WHAT YOU HAVE TO DO ::
Pull every line from the listing below and write each one out again unchanged.

TASK INPUT ::
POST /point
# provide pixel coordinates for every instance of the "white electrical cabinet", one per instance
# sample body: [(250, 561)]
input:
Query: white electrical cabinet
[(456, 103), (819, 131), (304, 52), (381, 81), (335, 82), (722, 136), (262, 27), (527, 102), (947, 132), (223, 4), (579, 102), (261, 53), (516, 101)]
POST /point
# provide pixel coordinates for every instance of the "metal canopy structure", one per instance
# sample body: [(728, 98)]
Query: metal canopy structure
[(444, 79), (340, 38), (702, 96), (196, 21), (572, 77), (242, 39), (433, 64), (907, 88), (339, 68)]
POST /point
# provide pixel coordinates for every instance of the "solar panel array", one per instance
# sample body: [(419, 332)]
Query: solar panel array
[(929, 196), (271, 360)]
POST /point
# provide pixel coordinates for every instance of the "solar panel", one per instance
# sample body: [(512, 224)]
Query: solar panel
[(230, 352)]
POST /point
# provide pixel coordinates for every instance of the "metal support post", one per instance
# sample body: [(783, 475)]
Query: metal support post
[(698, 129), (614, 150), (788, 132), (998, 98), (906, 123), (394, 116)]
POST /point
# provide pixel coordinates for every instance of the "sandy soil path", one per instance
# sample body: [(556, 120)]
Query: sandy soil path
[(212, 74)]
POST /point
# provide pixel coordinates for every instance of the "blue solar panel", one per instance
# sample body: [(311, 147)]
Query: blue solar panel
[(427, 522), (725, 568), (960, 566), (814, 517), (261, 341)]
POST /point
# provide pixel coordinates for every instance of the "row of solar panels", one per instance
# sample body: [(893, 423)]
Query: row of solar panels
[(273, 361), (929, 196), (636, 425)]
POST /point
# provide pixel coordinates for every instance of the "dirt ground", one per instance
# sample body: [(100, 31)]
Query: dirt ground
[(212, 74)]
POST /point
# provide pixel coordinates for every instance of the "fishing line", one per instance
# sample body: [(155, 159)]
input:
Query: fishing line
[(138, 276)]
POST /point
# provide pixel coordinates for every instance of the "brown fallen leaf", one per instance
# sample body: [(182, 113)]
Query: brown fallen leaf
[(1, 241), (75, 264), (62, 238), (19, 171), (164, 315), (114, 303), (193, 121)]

FULL SOLUTION ::
POST /point
# provide pixel coordinates for every instance of the "white electrical cabinet", one per instance
# sample body: [(250, 561)]
input:
Query: white electrical cabinet
[(456, 103), (819, 131), (304, 52), (381, 81), (335, 82), (722, 136), (262, 27), (527, 102), (947, 132), (223, 4), (579, 102), (261, 53), (516, 101)]
POST /point
# provide pixel coordinates for every instance of the "metal canopy structure", one per instance
# sample body: [(728, 98)]
Query: metal canopy structure
[(444, 79), (340, 38), (702, 96), (196, 21), (572, 77), (242, 39), (433, 64), (907, 88), (339, 68)]
POST /point
# provide pixel coordinates for every instance of the "solar panel array", one per instance
# sample body: [(419, 332)]
Query: solar panel array
[(929, 196), (271, 360)]
POST /point
# provide pixel coordinates for every instance of the "solar panel", one per instance
# sample body: [(512, 224)]
Query: solar panel
[(230, 352)]
POST /point
# provide pixel coordinates for every instance of the "metal support post", one per instance
# sample body: [(783, 475)]
Query: metal support post
[(698, 129), (614, 150), (788, 132), (998, 98), (906, 123), (394, 116)]
POST /point
# provide pixel coordinates for every instance of the "sandy soil path", one per instance
# sample body: [(556, 120)]
Query: sandy soil path
[(212, 74)]
POST /point
# provide pixel coordinates for every instance of the "blue solar panel", one per instance
# sample body: [(311, 147)]
Query: blue solar panel
[(427, 522), (725, 568), (960, 566), (814, 517), (261, 341)]
POST /point
# provide pixel coordinates for every instance of the "row of solar panels", one per instance
# sample body: [(893, 423)]
Query: row of solar panels
[(273, 361), (929, 196), (636, 425)]
POST /point
# provide pixel coordinates for every instance of the "dirt ground", one per instance
# sample body: [(100, 31)]
Query: dirt ground
[(212, 74)]
POST /point
# provide pixel coordinates for every instance of the "fishing line", one per instance
# sample body: [(155, 159)]
input:
Query: fishing line
[(138, 276)]
POST /point
# provide pixel coordinates for every instance of the "brown fallen leaf", one per instance
# sample body: [(182, 113)]
Query: brown fallen leaf
[(1, 241), (75, 264), (62, 238), (19, 171), (164, 315), (114, 303), (193, 121)]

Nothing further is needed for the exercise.